* **DOCUMENT EXTRACT**:
Hello all. I’m using Knime to do text processing against helpdesk comments between customers and engineers, with the goal of extracting common themes. The difficulty I have is that Knime is extremely slow or hangs for some nodes, so far the below takes 30+ minutes to several hours, unless Knime hangs entirely.
- Flat File Document Parser
- Term Frequency
- Topic Extractor
- Chi-Square Keyword Extractor
I’ve done the following to improve performance:
- Referenced blog post Optimizing Knime workflows for performance
- knime.ini file is
-startup
plugins/org.eclipse.equinox.launcher_1.3.200.v20160318-1642.jar
–launcher.library
plugins/org.eclipse.equinox.launcher.win32.win32.x86_64_1.1.400.v20160518-1444
-vm
plugins/org.knime.binary.jre.win32.x86_64_1.8.0.152-01/jre/bin
–launcher.defaultAction
openFile
-vmargs
-XX:MaxPermSize=2048m
-Dorg.knime.container.cellsinmemory=10000000
–Dknime.compress.io=false
-server
-Dsun.java2d.d3d=false
-Dosgi.classloader.lock=classname
-XX:+UnlockDiagnosticVMOptions
-XX:+UnsyncloadClass
-Dsun.net.client.defaultReadTimeout=0
-XX:CompileCommand=exclude,javax/swing/text/GlyphView,getBreakSpot
-Xmx10240m
-Dorg.eclipse.swt.browser.IEVersion=10001
-Dsun.awt.noerasebackground=true
-Dequinox.statechange.timeout=30000 - Knime is running on a laptop with 16 GB memory
- Have modified long running nodes to use “keep all in memory” instead of “keep only small tables in memory”.

[Records held in a dataset]
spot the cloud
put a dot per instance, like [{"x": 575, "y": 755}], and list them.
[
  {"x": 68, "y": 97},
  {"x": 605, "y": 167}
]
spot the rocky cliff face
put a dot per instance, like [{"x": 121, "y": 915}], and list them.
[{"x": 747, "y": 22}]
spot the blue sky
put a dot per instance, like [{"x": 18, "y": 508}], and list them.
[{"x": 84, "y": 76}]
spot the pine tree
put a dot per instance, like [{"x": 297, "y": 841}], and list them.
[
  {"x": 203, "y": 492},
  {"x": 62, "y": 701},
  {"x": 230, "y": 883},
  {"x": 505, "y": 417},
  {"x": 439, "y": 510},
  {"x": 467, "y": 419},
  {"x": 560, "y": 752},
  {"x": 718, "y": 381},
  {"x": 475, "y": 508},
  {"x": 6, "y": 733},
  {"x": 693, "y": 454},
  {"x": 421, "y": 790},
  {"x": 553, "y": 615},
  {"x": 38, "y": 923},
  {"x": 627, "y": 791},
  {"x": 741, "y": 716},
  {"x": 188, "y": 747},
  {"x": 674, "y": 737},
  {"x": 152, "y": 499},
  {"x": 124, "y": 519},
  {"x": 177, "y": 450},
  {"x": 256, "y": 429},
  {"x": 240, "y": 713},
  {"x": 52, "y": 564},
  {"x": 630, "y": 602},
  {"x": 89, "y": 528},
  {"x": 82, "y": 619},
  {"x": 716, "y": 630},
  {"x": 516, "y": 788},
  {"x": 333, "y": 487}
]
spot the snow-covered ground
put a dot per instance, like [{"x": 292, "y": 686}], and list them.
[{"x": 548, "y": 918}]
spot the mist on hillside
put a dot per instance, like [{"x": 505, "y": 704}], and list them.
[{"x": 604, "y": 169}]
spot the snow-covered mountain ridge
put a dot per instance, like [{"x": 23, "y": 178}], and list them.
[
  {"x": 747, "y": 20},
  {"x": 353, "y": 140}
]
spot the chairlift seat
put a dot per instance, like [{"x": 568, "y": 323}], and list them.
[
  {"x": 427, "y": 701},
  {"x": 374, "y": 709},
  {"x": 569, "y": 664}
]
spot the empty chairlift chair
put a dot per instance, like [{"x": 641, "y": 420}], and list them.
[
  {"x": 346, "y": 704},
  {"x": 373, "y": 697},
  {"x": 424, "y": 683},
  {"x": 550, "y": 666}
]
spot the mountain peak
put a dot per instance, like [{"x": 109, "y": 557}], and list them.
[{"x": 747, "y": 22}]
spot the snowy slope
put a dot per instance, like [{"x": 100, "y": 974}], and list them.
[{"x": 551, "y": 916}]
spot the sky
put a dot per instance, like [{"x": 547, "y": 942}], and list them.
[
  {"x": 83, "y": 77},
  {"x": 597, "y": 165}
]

* **WORK TO BE COMPLETED**:
Carry on the forum post about slow Knime text processing, picking up after its final line.

* **RESPONSE BELOW**:
The file size for a csv file with a one year date range is 90 MBs typically crashes the LDA node, and a sample size of one day (only 27 kbs) took 20 minutes to complete. What would be the expected completion time for these nodes?
When crashing, usually there is a GC overhead limit error such as below. I’ve tried raising and lowering the GC param value.
ERROR Keygraph Keyword Extractor 0:79 Execute failed: GC overhead limit exceeded
WARN Chi-Square Keyword Extractor 0:78 Execution canceled
ERROR Topic Extractor (Parallel LDA) 0:61 Execute failed: GC overhead limit exceeded
Unfortunately there are a lot of custom stopwords that I need to filter out, so the work is extremely iterative. It would be helpful if I could complete the workflow from start to finish in a shorter timeframe.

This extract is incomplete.